— begin Task data —

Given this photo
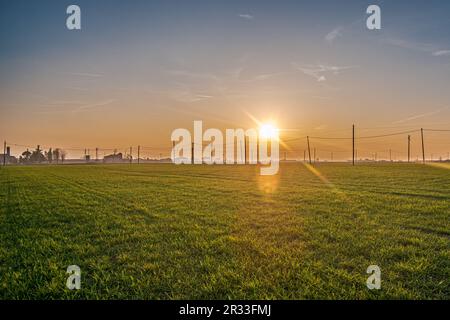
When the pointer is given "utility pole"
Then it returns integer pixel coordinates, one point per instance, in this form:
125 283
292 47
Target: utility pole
173 151
423 145
4 153
309 150
245 150
139 154
131 154
353 145
409 148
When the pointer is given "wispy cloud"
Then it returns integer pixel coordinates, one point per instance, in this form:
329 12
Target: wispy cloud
441 53
320 71
94 105
422 115
429 48
334 34
246 16
85 74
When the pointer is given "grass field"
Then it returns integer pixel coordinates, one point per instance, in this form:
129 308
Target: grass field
161 231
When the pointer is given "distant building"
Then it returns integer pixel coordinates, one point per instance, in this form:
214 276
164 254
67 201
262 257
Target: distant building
9 158
113 158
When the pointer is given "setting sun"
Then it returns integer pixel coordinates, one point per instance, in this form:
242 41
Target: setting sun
268 131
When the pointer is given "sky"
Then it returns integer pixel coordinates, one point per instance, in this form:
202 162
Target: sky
137 70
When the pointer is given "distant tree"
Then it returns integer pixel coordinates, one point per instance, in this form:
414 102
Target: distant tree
26 156
56 153
49 155
63 155
37 156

— end Task data —

◆ **What the task requires**
Keep the pictures out and write out the records exactly.

◆ **The answer**
Given this photo
When the pointer is given "utility pole"
Then it returns integer pixel coordinates, one point per instance, in this form:
125 283
292 47
Target: utility pole
173 151
423 145
4 153
309 150
245 150
139 154
131 154
353 145
409 148
When the pointer is given "wispy cloud"
Then it returns integer pixel coordinates, one point per instance, in this form:
329 12
Target: wispy cloud
441 53
320 71
94 105
422 115
429 48
334 34
246 16
85 74
When the pointer is given "grass field"
Then it returns integer pixel coordinates, one point per instance, in this form:
129 308
Target: grass field
161 231
When the pointer is given "distant building"
Then it returns integer pixel coordinates, one point per instance, in this form:
214 276
164 254
67 201
262 257
Target: distant building
9 158
113 158
When the pointer is given "setting sun"
Then it returns integer pixel coordinates, one point per instance, in this form:
242 41
Target: setting sun
268 131
When the pointer is given "sky"
Then it returns integer pixel coordinates, one point per instance, in this form:
202 162
Target: sky
137 70
When the pointer is given "distant tree"
Then it returns integer pixel coordinates, one point per instance, in this form:
414 102
Target: distant tree
26 156
56 153
49 155
63 155
37 156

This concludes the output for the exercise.